Der Druck der Ablöse ist das Risiko
All das kann auch Schürrle: Er ist extrem schnell, hat eine exzellente Schusstechnik, kann in vorderer Reihe spielen, oder auf der linken Außenbahn und ist mit seiner starken Physis, ein Typ der den Pressingdruck auf die gegnerischen Reihen hoch halten kann. Sein zusätzliches Plus: Er ist trotz seines jungen Alters bereits sehr erfahren: Hat 55 Mal für die Nationalmannschaft gespielt, ist Weltmeister, kennt den europäischen Fußball durch seine Zeit bei Bayer Leverkusen, dem FC Chelsea und dem VfL Wolfsburg auch auf Vereinsebene bestens.

[DATENABSCHNITT]
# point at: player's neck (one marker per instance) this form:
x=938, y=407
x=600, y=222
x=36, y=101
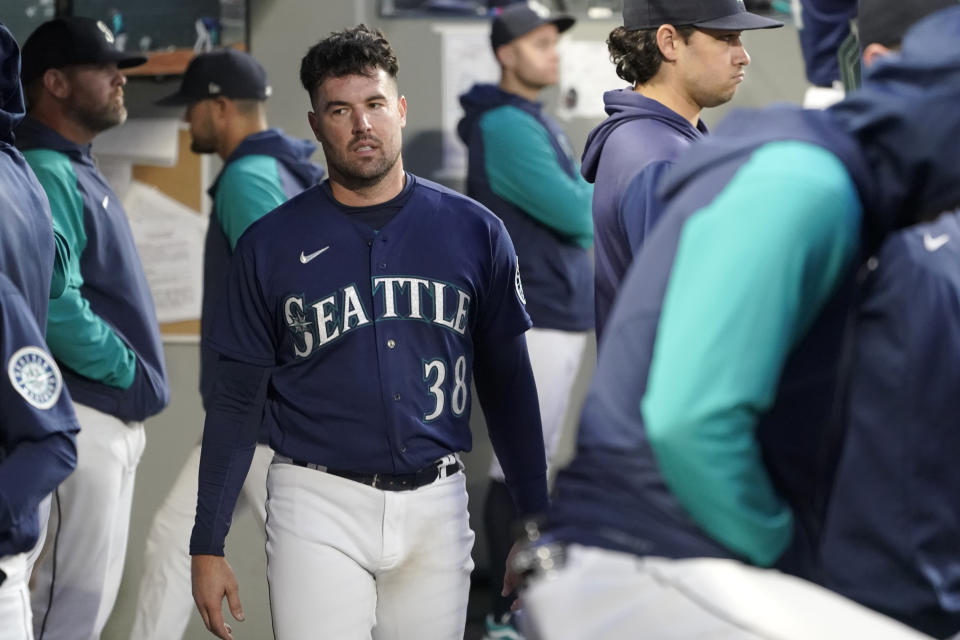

[KURZE AUFGABE]
Entnimm bitte den Text über Schürrle vollständig und gib ihn wortgetreu wieder.

[ANTWORT UNTEN]
Der Druck der Ablöse ist das Risiko
All das kann auch Schürrle: Er ist extrem schnell, hat eine exzellente Schusstechnik, kann in vorderer Reihe spielen, oder auf der linken Außenbahn und ist mit seiner starken Physis, ein Typ der den Pressingdruck auf die gegnerischen Reihen hoch halten kann. Sein zusätzliches Plus: Er ist trotz seines jungen Alters bereits sehr erfahren: Hat 55 Mal für die Nationalmannschaft gespielt, ist Weltmeister, kennt den europäischen Fußball durch seine Zeit bei Bayer Leverkusen, dem FC Chelsea und dem VfL Wolfsburg auch auf Vereinsebene bestens.